What you will do —
- a) According to the writing advice below, what three things should the first plain-English draft of a story leave out?
- b) Quote the stretch of the writing advice below from "You can lay" through "correct printed page.".

It's also the science behind storytelling in all forms, acting -- everything. It's how to cast an illusion.

There's another study which can replace a lot of the adjectives and adverbs that spoil a narrative -- BODY LANGUAGE. Learn that science.

In acting, that's called "business" -- such as when a scriptwriter specifies that the actor should twitch her nose in order to activate a magic spell. Or the "tell" as gamblers call it -- when a character is lying, he pulls his earlobe every time.

OK, those examples are way too broad. You have to be original and subtle when using these techniques -- semantic loading and business. There are many more techniques that can be learned handily by studying some basic screenwriting books.

Characters, like people, have unconscious habits that bespeak their emotional pitch. Use those habitual actions to SHOW the reader what the character feels (that the character may not even be aware of) without TELLING the reader with florid adjectives and overused unusual verbs.

To implement these techniques in your writing, you must ask yourself what you really meant by using a particular word, then try replacing that word in various ways. Eventually, the choice of word becomes second nature -- habitual (Suit of Swords), but to start out, there's a tried and true way to teach yourself to do this.

There are perhaps 10 or more language-control techniques (some involving sentence syntax) that a writer can use to paint an emotional picture behind the characters, so dialogue can carry the impact without explanations of what each person is thinking (creating the "heads" problem Linnea mentioned.)

Exactly how do you create a manuscript using these word-control techniques after you've gone and looked them up on the web?

You leverage the fact that you're using a computer not pen and ink. You don't have to make it read well in first draft, condemning yourself to months of copy-typing the manuscript every time you edit.

You can lay down each layer of the story, going over the text again and again, adding more and more color each time - deleting bits, tightening, wordsmithing, and actually spend less time producing final copy than ever was possible in prior generations.

So, FIRST you write the story in very plain English, no decoration, no sensory context, no depth of emotion. Plot-plot-plot.

Once it's laid out and you can see how long it has to be, you spot the points where your (ahem) climaxes must be placed. Then you go over the whole manuscript working the emotional tension up to those climax points subtly using those techniques -- and then use word-management techniques, syntax and vocabulary to REDUCE the tension dramatically at the climax points.

You add and trim back wordage so each emotional beat falls on the correct printed page.

Your finished product should have a succession of emotional peaks on precise pages (depending on your market), but in every case the peaks should march in a straight line UP to the final climax at the end when you pull out all the language stops and reach for the sky.

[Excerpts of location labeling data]
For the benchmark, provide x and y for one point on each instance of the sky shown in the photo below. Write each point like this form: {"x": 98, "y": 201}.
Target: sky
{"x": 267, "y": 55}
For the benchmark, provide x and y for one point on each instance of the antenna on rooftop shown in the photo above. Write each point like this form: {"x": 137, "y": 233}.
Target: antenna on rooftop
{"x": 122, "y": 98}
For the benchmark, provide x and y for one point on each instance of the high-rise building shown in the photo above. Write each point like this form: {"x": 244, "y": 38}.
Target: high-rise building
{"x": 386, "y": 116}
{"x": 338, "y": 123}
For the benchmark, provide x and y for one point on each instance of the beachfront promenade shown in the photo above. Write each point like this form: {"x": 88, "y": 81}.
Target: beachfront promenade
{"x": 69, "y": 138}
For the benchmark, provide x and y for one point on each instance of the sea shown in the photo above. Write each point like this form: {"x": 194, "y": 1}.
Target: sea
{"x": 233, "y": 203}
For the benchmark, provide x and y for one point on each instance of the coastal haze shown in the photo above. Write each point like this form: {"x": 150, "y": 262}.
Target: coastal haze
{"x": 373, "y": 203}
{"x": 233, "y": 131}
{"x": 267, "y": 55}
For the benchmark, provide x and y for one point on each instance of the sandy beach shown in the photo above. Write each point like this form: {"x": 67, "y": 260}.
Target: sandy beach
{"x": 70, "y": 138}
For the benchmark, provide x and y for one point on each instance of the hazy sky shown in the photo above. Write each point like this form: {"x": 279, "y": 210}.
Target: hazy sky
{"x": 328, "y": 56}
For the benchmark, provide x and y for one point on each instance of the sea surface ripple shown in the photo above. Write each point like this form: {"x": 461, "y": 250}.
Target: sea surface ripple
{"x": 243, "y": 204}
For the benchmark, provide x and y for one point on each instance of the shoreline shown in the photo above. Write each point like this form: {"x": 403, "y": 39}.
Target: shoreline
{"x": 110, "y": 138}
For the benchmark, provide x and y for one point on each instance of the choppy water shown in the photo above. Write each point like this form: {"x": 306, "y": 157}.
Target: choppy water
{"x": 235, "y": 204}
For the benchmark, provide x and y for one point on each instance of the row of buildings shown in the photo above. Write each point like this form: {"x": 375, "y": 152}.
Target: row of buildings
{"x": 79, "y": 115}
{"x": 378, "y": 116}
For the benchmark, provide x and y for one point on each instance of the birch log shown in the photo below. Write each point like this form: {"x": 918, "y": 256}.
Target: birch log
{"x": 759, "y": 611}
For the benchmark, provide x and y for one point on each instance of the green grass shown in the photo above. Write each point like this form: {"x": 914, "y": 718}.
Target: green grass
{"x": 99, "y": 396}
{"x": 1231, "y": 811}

Answers —
- a)
- Decoration
- Sensory context
- Depth of emotion

- b)
You can lay down each layer of the story, going over the text again and again, adding more and more color each time - deleting bits, tightening, wordsmithing, and actually spend less time producing final copy than ever was possible in prior generations.

So, FIRST you write the story in very plain English, no decoration, no sensory context, no depth of emotion. Plot-plot-plot.

Once it's laid out and you can see how long it has to be, you spot the points where your (ahem) climaxes must be placed. Then you go over the whole manuscript working the emotional tension up to those climax points subtly using those techniques -- and then use word-management techniques, syntax and vocabulary to REDUCE the tension dramatically at the climax points.

You add and trim back wordage so each emotional beat falls on the correct printed page.